What this task involves:
Pull every line of the entries that has the word "sign".

Data:
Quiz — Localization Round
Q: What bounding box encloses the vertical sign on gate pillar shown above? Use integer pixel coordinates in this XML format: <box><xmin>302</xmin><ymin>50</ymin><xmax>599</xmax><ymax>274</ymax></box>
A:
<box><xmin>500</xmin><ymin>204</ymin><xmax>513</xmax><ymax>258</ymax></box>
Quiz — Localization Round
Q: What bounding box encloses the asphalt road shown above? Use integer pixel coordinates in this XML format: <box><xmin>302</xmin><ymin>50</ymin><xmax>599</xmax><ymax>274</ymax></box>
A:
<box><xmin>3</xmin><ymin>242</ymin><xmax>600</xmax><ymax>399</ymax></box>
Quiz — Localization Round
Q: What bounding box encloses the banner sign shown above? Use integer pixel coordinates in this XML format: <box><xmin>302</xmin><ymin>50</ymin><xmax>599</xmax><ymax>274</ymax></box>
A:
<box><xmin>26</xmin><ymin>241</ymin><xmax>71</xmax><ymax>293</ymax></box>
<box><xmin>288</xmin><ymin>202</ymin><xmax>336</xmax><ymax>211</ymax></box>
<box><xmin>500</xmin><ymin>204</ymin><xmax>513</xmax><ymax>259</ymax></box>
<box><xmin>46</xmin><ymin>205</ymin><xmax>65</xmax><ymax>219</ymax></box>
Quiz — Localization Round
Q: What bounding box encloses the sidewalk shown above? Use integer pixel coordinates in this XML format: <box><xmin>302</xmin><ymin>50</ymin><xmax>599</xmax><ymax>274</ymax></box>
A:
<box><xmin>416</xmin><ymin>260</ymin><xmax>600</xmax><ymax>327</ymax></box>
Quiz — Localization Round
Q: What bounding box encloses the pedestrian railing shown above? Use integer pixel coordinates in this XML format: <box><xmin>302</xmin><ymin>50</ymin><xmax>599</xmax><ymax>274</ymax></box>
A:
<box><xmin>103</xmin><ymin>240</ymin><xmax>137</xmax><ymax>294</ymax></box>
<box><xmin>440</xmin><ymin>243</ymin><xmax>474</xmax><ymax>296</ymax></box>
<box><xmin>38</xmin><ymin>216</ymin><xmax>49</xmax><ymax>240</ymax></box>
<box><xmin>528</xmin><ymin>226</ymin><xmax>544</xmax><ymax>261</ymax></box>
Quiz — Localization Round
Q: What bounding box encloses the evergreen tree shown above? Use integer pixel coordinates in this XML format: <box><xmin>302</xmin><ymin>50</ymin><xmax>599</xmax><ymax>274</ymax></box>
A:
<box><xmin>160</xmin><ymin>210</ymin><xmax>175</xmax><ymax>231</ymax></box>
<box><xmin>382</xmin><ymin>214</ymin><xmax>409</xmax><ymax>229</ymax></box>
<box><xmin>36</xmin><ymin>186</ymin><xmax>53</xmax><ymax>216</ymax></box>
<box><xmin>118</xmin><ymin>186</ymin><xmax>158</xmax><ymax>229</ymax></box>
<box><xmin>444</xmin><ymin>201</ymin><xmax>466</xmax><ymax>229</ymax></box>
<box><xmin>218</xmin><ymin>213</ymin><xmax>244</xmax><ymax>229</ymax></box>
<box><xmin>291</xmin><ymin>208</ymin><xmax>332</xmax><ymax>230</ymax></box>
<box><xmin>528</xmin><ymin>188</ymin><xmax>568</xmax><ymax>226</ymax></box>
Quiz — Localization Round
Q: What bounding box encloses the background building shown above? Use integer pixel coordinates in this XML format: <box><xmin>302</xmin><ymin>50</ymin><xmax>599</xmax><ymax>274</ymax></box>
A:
--
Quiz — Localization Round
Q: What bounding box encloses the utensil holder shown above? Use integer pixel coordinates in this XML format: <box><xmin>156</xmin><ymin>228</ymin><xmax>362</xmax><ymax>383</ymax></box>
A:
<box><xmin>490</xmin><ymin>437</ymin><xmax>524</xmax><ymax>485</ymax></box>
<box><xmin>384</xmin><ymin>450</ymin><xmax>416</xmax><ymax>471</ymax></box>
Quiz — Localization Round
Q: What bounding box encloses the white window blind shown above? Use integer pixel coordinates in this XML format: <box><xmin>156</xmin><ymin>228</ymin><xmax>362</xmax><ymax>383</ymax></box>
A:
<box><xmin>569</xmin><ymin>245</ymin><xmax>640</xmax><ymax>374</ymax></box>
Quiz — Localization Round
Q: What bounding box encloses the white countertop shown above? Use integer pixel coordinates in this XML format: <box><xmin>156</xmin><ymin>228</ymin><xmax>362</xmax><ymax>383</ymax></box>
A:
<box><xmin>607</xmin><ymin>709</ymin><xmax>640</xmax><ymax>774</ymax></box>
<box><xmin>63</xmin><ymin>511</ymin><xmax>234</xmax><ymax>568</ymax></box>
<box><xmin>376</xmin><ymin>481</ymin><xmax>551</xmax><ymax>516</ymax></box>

Finished exercise:
Q: What bounding box encloses the vertical sign on gate pillar shown above? Use integer pixel coordinates in this XML format: <box><xmin>302</xmin><ymin>50</ymin><xmax>599</xmax><ymax>274</ymax></box>
Q: What bounding box encloses the banner sign shown above? Use integer pixel coordinates in this XML format: <box><xmin>302</xmin><ymin>50</ymin><xmax>599</xmax><ymax>274</ymax></box>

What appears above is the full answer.